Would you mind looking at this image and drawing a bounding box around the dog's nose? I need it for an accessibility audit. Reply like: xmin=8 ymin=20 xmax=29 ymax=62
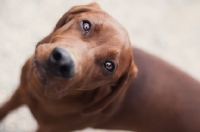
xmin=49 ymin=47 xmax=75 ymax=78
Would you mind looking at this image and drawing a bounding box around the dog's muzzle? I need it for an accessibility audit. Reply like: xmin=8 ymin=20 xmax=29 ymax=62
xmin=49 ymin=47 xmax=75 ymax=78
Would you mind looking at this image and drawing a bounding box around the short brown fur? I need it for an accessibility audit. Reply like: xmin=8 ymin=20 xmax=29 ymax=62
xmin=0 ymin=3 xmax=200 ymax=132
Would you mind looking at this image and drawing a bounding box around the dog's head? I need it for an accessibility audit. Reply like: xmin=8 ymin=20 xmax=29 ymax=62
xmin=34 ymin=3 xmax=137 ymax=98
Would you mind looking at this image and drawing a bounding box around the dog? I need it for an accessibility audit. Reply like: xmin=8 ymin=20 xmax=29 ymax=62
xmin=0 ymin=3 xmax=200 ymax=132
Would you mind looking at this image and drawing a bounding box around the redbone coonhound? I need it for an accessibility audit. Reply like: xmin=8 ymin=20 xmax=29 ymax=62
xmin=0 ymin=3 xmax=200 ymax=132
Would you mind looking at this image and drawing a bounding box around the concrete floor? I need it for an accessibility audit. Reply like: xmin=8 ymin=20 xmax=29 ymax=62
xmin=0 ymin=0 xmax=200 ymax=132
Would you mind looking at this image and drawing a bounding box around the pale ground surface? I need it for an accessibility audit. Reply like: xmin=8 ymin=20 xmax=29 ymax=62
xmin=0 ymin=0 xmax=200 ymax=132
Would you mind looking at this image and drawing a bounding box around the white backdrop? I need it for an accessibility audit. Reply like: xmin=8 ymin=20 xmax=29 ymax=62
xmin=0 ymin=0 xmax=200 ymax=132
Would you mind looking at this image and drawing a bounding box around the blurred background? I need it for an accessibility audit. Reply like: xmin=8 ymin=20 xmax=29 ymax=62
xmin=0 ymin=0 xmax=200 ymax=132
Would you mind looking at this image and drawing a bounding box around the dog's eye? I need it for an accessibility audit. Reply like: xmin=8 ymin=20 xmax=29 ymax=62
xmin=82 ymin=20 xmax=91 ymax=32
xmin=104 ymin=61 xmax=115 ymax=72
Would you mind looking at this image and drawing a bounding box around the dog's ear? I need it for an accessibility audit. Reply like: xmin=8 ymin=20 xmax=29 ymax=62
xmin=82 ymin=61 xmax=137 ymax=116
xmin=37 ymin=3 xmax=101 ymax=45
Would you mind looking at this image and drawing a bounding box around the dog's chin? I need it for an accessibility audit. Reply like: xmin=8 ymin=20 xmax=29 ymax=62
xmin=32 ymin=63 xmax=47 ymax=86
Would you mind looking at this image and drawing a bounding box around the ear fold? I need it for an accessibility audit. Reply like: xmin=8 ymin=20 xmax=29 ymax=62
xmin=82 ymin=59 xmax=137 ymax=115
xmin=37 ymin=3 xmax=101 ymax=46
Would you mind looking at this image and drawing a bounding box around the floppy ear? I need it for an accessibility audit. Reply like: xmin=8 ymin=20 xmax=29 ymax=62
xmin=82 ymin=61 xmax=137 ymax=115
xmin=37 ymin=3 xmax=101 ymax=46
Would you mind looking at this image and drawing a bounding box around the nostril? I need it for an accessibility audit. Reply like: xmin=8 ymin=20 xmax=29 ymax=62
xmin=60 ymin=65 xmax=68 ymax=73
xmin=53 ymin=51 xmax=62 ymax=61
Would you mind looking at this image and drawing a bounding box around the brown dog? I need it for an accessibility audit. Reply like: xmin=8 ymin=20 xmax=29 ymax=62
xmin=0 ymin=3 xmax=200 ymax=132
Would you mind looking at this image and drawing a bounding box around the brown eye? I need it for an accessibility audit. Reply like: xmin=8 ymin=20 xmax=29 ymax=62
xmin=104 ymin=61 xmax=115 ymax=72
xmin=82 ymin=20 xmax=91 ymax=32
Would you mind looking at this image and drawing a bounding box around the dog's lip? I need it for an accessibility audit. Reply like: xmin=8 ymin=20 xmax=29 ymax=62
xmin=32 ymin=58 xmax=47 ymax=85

—————

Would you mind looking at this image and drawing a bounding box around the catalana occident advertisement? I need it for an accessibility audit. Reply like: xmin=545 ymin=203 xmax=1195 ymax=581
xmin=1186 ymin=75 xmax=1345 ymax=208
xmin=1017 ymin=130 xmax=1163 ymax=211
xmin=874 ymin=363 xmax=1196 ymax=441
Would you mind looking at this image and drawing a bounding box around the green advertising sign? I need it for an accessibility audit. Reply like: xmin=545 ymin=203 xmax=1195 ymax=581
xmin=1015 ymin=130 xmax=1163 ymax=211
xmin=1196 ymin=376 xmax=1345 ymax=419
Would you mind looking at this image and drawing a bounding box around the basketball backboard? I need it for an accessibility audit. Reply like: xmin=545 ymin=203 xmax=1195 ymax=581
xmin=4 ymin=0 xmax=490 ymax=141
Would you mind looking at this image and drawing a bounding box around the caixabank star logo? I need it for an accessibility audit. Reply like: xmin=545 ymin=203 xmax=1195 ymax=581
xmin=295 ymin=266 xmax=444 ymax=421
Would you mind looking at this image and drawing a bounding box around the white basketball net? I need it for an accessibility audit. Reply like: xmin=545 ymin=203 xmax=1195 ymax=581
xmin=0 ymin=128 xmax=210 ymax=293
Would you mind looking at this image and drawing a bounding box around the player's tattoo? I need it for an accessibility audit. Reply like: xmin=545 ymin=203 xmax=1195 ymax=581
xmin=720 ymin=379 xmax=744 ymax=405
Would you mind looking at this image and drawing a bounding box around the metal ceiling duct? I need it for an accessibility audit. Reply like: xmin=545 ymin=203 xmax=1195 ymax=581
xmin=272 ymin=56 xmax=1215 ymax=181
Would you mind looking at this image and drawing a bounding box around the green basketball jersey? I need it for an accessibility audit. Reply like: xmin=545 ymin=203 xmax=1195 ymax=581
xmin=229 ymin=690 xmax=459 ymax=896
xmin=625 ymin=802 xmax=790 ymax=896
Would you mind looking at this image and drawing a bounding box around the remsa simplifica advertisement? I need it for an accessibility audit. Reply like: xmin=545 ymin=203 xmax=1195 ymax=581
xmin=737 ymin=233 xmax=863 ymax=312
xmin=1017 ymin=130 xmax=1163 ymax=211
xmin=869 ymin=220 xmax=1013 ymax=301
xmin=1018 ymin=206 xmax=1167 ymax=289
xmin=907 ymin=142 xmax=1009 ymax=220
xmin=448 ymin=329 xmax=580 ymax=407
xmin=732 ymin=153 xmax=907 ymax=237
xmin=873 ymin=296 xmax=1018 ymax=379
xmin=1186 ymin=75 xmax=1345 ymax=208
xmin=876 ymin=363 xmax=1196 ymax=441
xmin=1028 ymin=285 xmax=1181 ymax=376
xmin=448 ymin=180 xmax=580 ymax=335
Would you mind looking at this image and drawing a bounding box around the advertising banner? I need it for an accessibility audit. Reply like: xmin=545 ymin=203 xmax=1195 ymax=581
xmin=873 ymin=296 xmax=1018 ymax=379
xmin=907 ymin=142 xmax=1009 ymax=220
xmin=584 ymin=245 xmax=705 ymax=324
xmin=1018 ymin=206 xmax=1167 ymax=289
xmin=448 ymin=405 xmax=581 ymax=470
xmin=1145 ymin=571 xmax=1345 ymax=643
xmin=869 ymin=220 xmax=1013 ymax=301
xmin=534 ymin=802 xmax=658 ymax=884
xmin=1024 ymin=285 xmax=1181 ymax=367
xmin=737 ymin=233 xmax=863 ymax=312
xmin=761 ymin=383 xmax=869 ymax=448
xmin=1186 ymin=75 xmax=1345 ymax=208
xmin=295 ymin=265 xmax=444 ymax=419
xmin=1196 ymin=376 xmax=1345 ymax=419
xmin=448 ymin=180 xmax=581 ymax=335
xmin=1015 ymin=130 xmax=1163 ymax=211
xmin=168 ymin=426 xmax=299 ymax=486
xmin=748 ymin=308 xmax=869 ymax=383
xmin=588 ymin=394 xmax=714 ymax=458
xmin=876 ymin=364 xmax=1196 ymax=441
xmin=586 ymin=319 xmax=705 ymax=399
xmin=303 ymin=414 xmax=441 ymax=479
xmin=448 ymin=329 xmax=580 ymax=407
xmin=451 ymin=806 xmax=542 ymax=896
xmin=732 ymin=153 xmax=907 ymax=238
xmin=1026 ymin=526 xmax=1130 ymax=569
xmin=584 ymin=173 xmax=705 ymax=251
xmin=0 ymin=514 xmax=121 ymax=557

—————

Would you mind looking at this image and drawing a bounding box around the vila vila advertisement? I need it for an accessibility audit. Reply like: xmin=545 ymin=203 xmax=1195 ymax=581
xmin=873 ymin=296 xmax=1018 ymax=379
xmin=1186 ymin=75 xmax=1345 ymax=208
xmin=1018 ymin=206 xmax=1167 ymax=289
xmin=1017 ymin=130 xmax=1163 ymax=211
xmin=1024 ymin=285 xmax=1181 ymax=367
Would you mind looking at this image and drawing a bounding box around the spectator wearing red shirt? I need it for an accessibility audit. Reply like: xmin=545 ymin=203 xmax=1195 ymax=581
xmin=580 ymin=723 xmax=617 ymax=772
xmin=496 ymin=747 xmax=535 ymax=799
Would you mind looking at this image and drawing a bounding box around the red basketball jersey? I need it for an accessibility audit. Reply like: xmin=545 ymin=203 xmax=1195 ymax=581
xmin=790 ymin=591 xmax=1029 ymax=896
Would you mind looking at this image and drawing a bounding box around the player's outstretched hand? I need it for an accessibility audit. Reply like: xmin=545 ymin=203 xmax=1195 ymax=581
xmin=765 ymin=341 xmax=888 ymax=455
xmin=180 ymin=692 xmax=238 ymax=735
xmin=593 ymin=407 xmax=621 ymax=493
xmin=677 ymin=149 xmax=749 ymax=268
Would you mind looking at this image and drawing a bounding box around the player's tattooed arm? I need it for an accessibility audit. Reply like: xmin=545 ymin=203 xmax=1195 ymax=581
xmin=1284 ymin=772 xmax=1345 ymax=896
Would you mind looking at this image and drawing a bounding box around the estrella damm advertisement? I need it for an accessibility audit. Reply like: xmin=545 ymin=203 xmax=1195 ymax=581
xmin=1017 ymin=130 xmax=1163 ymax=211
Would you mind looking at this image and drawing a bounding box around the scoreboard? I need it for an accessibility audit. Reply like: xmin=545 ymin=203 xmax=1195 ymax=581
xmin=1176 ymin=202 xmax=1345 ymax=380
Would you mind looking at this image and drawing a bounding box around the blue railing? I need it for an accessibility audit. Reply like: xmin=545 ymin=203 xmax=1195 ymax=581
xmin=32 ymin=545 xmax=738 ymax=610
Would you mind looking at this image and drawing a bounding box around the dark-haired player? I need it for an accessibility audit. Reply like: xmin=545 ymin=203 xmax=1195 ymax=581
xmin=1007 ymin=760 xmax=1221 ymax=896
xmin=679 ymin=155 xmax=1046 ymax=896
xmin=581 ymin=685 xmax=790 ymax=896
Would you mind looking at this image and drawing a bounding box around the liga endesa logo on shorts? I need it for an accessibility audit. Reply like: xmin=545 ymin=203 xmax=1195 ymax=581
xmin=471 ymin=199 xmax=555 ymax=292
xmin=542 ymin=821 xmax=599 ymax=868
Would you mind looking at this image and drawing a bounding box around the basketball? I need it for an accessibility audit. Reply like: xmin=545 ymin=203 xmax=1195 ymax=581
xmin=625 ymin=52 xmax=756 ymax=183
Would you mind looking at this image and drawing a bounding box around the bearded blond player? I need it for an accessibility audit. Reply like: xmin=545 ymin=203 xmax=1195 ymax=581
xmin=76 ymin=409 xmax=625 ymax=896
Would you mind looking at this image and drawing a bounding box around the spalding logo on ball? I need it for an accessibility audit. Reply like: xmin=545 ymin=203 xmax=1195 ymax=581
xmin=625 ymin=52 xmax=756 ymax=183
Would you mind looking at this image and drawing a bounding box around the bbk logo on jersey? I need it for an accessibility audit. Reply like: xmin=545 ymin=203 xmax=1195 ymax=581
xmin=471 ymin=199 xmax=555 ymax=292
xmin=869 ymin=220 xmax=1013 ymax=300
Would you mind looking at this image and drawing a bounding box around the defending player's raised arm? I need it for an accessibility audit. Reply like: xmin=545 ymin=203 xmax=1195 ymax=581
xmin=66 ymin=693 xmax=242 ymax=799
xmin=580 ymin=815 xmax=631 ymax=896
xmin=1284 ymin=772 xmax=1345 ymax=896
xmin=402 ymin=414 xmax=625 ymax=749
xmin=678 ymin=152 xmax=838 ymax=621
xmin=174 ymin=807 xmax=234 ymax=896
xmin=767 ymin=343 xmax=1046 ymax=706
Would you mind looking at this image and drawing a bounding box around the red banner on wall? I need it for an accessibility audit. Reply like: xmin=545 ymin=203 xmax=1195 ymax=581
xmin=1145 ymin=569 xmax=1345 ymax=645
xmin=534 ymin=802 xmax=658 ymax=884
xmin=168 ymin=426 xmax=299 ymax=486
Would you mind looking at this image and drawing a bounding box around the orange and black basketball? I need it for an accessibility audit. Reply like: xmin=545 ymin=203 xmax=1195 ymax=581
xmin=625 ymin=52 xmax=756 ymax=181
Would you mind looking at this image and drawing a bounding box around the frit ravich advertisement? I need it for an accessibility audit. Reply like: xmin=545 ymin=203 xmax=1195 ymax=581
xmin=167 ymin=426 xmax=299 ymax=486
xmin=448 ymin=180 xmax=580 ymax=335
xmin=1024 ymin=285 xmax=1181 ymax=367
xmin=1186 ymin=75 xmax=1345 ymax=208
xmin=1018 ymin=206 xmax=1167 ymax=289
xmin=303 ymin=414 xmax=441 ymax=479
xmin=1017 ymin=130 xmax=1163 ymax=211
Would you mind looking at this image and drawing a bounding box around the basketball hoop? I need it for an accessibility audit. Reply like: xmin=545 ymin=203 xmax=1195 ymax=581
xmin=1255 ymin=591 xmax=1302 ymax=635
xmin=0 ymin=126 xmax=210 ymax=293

—————

* Brief: Transcribe the items above without alteration, beginning with the line that contains "around the blue" and ending after the line that contains "xmin=32 ymin=545 xmax=738 ymax=610".

* Task answer:
Would you mind looking at this image and drawing a bounding box around the blue railing? I need it for an accessibility audit. Reply like: xmin=545 ymin=203 xmax=1195 ymax=581
xmin=32 ymin=545 xmax=738 ymax=610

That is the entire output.